Challenge 1: Rewrite the lines of the listing that begin at the line containing "of the spider" and stop after the line containing "column 37, row 37", replacing "keypoint" with "marker" and leaving everything else unchanged.
# start of Passage given
Created attachment 335846 [details] Patch
I agree about the use of uintptr_t instead of uint32_t, I changed that. As for constants like 32767, they are used in many places in the file, unrelated to this patch, so I guess it would be better to fix that in a separate patch. I also added an optimization for 8-bit and 32-bit loads and stores with BaseIndex addressing, where a left shift instruction can be omitted if address.scale is 0.
Comment on attachment 335846 [details] Patch View in context: https://bugs.webkit.org/attachment.cgi?id=335846&action=review Overall, looks good to me. But r- because I found one bug in this patch. > Source/JavaScriptCore/assembler/MacroAssemblerMIPS.h:269 > + if ((adr >> 15) == ((adr+4) >> 15)) { Style nits: use `(adr + 4)` instead of `(adr+4)`. > Source/JavaScriptCore/assembler/MacroAssemblerMIPS.h:280 > + m_assembler.lw(dataTempRegister, addrTempRegister, (adr+4) & 0xffff); Ditto. > Source/JavaScriptCore/assembler/MacroAssemblerMIPS.h:284 > + m_assembler.sw(dataTempRegister, addrTempRegister, (adr+4) & 0xffff); Ditto. > Source/JavaScriptCore/assembler/MacroAssemblerMIPS.h:709 > + li addrTemp, address > + li immTemp, imm > + lw dataTemp, 0(addrTemp) > + subu dataTemp, dataTemp, immTemp > + sw dataTemp, 0(addrTemp) We need to fix this to align to the actual code. > Source/JavaScriptCore/assembler/MacroAssemblerMIPS.h:807 > + } It is wrong. ConvertibleLoadLabel's instructions need to be convertible to addPtr instruction sequence Please check MIPSAssembler::replaceWithLoad too.
Created attachment 335852 [details] Patch
Created attachment 335853 [details] Patch
Comment on attachment 335853 [details] Patch r=me, nice!
Comment on attachment 335853 [details] Patch Attachment 335853 [details] did not pass jsc-ews (mac): Output: http://webkit-queues.webkit.org/results/6965799 New failing tests: stress/ftl-put-by-id-setter-exception-interesting-live-state.js.no-cjit-collect-continuously
Just for the record, with these optimizations I got the following results on a mips32r1 platform: Benchmark Original Optimized Improvement Octane2 845 861 1.9% Kraken 3306 ms 3247 ms 1.8% JetStream 7.13 7.27 2.0%
(In reply to Stanislav Ocovaj from comment #13) > Just for the record, with these optimizations I got the following results on > a mips32r1 platform: > Benchmark Original Optimized Improvement > Octane2 845 861 1.9% > Kraken 3306 ms 3247 ms 1.8% > JetStream 7.13 7.27 2.0% That's pretty good for such a relatively small change, good work!
# end of Passage given
Challenge 2: Write the next part of the review thread about the MIPS macro assembler patch, continuing from its final comment.
# start of Working data
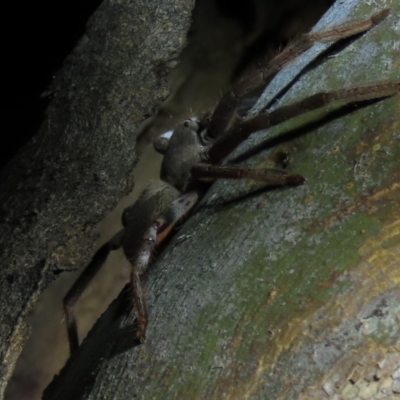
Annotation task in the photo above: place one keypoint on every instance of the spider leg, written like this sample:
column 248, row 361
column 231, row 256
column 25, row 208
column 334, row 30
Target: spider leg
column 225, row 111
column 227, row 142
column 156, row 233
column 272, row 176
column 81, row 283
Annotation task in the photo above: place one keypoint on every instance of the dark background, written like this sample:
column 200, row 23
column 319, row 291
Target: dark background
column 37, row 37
# end of Working data
# start of Working data
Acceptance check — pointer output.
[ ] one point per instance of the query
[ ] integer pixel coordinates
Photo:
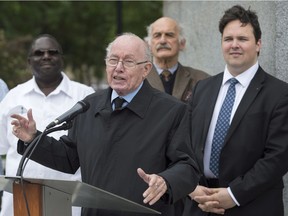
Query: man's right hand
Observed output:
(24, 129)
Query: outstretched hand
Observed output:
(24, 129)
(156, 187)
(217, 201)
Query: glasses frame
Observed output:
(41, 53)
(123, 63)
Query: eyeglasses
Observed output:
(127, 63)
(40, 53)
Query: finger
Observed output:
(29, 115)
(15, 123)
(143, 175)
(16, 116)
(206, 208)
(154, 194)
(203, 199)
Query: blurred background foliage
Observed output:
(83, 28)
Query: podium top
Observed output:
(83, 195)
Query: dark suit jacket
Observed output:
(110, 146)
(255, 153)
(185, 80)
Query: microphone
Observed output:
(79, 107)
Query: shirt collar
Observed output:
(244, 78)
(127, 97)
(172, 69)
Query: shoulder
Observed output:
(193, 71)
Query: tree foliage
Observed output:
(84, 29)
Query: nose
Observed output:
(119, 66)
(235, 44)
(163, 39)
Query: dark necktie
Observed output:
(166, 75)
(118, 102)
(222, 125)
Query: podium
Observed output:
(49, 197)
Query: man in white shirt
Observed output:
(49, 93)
# end of Working data
Exercise response 1:
Annotation task in the photo above: place one marker on every instance of the spider leg, written like this sample:
column 248, row 361
column 231, row 256
column 25, row 208
column 334, row 30
Target: spider leg
column 225, row 111
column 227, row 142
column 156, row 233
column 272, row 176
column 81, row 283
Annotation task in the photo above: place one marker on every instance of the dark background, written like this sample:
column 200, row 23
column 319, row 291
Target: dark background
column 37, row 37

Exercise response 2:
How do we get this change in?
Comment on attachment 335853 [details] Patch The test failed in the EWS has to be unrelated to this patch, because this only touches “MacroAssemblerMIPS.h” and the EWS is not running on a MIPS box, so I'll just cq+ to get this landed. I'll keep an eye on the bots but, as said, anything else than MIPS should be affected.
(In reply to Petar Jovanovic from comment #15) > How do we get this change in? There is a positive review (r+) from Yusuke, and JSC is his area of expertise, that's perfect. The EWS bot cancelled the commit-queue flag due to a test case failure, so I have set it back to cq+ because it seems completely unrelated. The commit-queue bot will apply the patch, so you don't need to do anything else. (Thanks for pinging in the bug, though; many of us are busy and the reminder from Bugzilla usually works. Alternatively, you can try to ping people in the IRC Freenode #webkit channel :D)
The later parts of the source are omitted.